Collected data:
>> BEGIN

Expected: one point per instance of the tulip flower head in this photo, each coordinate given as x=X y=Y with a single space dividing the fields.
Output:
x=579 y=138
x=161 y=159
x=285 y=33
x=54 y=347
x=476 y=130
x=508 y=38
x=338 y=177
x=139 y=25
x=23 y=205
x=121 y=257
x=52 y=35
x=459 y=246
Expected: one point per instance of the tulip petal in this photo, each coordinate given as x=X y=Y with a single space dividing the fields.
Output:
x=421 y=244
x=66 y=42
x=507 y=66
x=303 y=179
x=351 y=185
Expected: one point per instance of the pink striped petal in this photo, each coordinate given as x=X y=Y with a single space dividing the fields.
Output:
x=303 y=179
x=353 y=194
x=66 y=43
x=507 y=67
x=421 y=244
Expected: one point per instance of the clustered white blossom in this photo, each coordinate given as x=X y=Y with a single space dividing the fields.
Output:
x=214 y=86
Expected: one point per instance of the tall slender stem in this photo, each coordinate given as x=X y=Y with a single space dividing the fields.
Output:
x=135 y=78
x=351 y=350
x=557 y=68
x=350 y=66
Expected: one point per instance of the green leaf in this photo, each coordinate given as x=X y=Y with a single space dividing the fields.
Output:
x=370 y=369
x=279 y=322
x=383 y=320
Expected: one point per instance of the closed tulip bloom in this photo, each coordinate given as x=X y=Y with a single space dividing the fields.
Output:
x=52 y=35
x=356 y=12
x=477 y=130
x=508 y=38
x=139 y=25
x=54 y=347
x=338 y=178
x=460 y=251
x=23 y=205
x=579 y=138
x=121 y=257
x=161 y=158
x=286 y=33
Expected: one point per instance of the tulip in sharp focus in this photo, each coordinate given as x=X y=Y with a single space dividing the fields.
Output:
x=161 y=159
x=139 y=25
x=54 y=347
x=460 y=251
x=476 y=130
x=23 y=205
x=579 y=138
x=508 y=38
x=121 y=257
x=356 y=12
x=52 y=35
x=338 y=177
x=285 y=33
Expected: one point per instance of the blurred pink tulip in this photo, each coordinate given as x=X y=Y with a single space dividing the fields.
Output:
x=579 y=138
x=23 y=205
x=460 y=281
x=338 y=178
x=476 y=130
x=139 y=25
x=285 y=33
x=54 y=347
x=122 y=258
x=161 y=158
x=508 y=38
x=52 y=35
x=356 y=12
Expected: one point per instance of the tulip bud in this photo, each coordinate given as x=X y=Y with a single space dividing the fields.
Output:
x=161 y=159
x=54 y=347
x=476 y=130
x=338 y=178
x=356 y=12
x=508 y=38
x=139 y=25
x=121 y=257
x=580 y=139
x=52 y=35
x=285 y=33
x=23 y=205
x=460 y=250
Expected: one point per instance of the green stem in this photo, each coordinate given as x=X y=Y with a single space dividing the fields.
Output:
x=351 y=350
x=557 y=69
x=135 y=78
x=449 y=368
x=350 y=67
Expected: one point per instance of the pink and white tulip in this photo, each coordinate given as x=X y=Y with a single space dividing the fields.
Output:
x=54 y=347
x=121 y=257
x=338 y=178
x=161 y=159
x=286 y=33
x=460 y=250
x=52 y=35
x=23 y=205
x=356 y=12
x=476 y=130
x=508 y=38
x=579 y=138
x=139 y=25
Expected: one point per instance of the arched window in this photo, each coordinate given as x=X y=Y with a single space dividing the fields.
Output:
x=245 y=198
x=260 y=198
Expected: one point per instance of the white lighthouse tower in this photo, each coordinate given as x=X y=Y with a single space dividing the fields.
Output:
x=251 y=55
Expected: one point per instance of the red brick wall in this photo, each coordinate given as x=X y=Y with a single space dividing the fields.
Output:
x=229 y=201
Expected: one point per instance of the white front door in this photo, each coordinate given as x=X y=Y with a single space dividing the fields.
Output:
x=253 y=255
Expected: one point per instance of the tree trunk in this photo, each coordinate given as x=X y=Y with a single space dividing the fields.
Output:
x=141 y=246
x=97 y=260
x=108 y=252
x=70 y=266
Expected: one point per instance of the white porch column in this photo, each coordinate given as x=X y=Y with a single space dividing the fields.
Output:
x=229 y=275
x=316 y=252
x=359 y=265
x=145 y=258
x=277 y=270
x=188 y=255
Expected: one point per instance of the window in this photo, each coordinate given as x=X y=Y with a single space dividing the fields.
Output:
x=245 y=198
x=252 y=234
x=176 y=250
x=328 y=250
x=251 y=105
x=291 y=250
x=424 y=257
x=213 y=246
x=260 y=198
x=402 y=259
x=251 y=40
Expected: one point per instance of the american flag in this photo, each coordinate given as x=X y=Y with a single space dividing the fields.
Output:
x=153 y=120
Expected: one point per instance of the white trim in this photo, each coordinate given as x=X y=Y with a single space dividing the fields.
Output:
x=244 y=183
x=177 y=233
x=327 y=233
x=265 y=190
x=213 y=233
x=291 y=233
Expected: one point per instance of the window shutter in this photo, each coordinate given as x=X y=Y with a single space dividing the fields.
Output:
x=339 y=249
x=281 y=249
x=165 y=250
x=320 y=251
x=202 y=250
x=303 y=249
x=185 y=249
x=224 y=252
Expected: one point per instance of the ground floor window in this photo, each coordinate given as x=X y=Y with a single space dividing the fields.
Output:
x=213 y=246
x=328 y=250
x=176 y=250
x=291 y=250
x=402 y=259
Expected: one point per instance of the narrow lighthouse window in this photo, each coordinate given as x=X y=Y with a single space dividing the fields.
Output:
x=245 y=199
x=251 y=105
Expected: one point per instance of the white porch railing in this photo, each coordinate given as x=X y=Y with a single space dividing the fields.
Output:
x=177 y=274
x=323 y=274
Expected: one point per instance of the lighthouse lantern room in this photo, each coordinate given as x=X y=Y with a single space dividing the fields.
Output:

>> END

Work instructions
Rewrite every one of the records, putting "single tab" wherever "single space" appears and leaving all other text unchanged.

Expected answer
Expected: one point per instance of the tulip flower head in this photo, each coordinate given as x=X y=Y with a single tab dividing the fields.
Output:
x=579 y=138
x=161 y=159
x=285 y=33
x=54 y=347
x=476 y=130
x=508 y=38
x=338 y=177
x=139 y=25
x=23 y=205
x=121 y=257
x=52 y=35
x=459 y=246
Expected: one point per instance of the tulip petal in this photo, each coordinate given as x=X y=Y with a single tab dividing the fields.
Output:
x=421 y=244
x=66 y=42
x=507 y=66
x=303 y=179
x=351 y=185
Expected: one point per instance of the pink striped petal in this photo, each coordinate given as x=X y=Y with a single tab dividing the fields.
Output:
x=303 y=179
x=353 y=194
x=66 y=43
x=507 y=67
x=421 y=244
Expected: one point per instance of the clustered white blossom in this photo, each coordinate given as x=X y=Y with a single tab dividing the fields.
Output:
x=214 y=86
Expected: one point per instance of the tall slender stem in this photo, each coordinate given as x=X y=Y with a single tab dividing the fields.
Output:
x=135 y=78
x=351 y=350
x=557 y=68
x=350 y=66
Expected: one point per instance of the green leaf in this photo, each coordinate given as x=X y=Y with a single tab dividing the fields.
Output:
x=370 y=369
x=279 y=322
x=383 y=320
Expected: one point per instance of the closed tulip bloom in this photo, each coordinate given as x=X y=Y with a single tab dividing the fields.
Output:
x=52 y=35
x=356 y=12
x=477 y=130
x=508 y=38
x=139 y=25
x=54 y=347
x=338 y=178
x=460 y=251
x=23 y=205
x=579 y=138
x=121 y=257
x=161 y=158
x=286 y=33
Expected: one point per instance of the tulip in sharp focus in this photo, each coordinate given as x=X y=Y with a single tab dividing the fields.
Output:
x=161 y=159
x=139 y=25
x=54 y=347
x=460 y=251
x=476 y=130
x=23 y=205
x=579 y=138
x=508 y=38
x=121 y=257
x=356 y=12
x=52 y=35
x=338 y=177
x=285 y=33
Expected: one point per instance of the blurred pink tulip in this photo, each coordinate given as x=X y=Y with a single tab dividing the fields.
Output:
x=579 y=138
x=23 y=205
x=460 y=281
x=338 y=178
x=476 y=130
x=139 y=25
x=285 y=33
x=54 y=347
x=122 y=258
x=161 y=158
x=508 y=38
x=52 y=35
x=356 y=12
Expected: one point per instance of the tulip bud in this photo, each coordinate given as x=X y=Y with a single tab dividing the fields.
Output:
x=161 y=159
x=54 y=347
x=476 y=130
x=338 y=178
x=356 y=12
x=508 y=38
x=139 y=25
x=121 y=257
x=580 y=139
x=52 y=35
x=285 y=33
x=23 y=205
x=460 y=250
Expected: one point per instance of the green stem in this photo, each coordinate given as x=X y=Y with a single tab dividing the fields.
Output:
x=351 y=350
x=557 y=69
x=135 y=78
x=449 y=368
x=350 y=67
Expected: one point per instance of the pink and white tulip in this photo, each coordinate given as x=X y=Y with a single tab dividing the fields.
Output:
x=54 y=347
x=121 y=257
x=338 y=178
x=161 y=159
x=286 y=33
x=460 y=250
x=52 y=35
x=23 y=205
x=356 y=12
x=476 y=130
x=508 y=38
x=579 y=138
x=139 y=25
Expected: one point per instance of the arched window in this photo, each coordinate given as x=X y=Y with a single tab dividing the fields.
Output:
x=245 y=198
x=260 y=198
Expected: one point per instance of the white lighthouse tower in this photo, each coordinate given as x=X y=Y with a single tab dividing the fields.
Output:
x=251 y=55
Expected: one point per instance of the red brick wall in this photo, each coordinate given as x=X y=Y with a single tab dividing the fields.
Output:
x=229 y=201
Expected: one point per instance of the white front door in this photo, each coordinate given as x=X y=Y with a single tab dividing the fields.
Output:
x=253 y=255
Expected: one point per instance of the tree trunk in this photo, each coordinate given as x=X y=Y with a single tab dividing the fields.
Output:
x=141 y=246
x=97 y=260
x=108 y=252
x=70 y=266
Expected: one point per instance of the white porch column in this photo, each coordinate given as x=X y=Y with a single tab dividing the fields.
Output:
x=229 y=275
x=316 y=252
x=359 y=265
x=145 y=258
x=277 y=270
x=188 y=255
Expected: one point per instance of the window in this photo, each coordinate given as x=X y=Y with a single tab dividing the fields.
Output:
x=245 y=198
x=252 y=234
x=176 y=250
x=328 y=250
x=251 y=105
x=291 y=250
x=424 y=257
x=213 y=246
x=260 y=198
x=402 y=259
x=251 y=40
Expected: one point per instance of the american flag in this photo, each coordinate given as x=X y=Y with a single tab dividing the fields.
Output:
x=153 y=120
Expected: one point per instance of the white trim in this photo, each coordinate given as x=X y=Y with a single tab dividing the fields.
Output:
x=244 y=183
x=177 y=233
x=327 y=233
x=265 y=190
x=213 y=233
x=291 y=233
Expected: one point per instance of the window shutter in this photo, each coordinate given as x=X y=Y with a single tab dividing the fields.
Output:
x=339 y=249
x=281 y=249
x=165 y=250
x=320 y=251
x=202 y=250
x=303 y=249
x=185 y=249
x=224 y=252
Expected: one point per instance of the ground floor window in this photo, each coordinate given as x=X y=Y with a single tab dividing the fields.
Output:
x=213 y=246
x=328 y=250
x=176 y=250
x=291 y=250
x=402 y=259
Expected: one point per instance of the narrow lighthouse window in this photo, each coordinate given as x=X y=Y with a single tab dividing the fields.
Output:
x=245 y=199
x=251 y=105
Expected: one point per instance of the white porch railing in this photo, each coordinate given as x=X y=Y with a single tab dividing the fields.
Output:
x=177 y=274
x=323 y=274
Expected: one point per instance of the lighthouse lantern room in this photo, each coordinate given as x=X y=Y with a single tab dividing the fields.
Output:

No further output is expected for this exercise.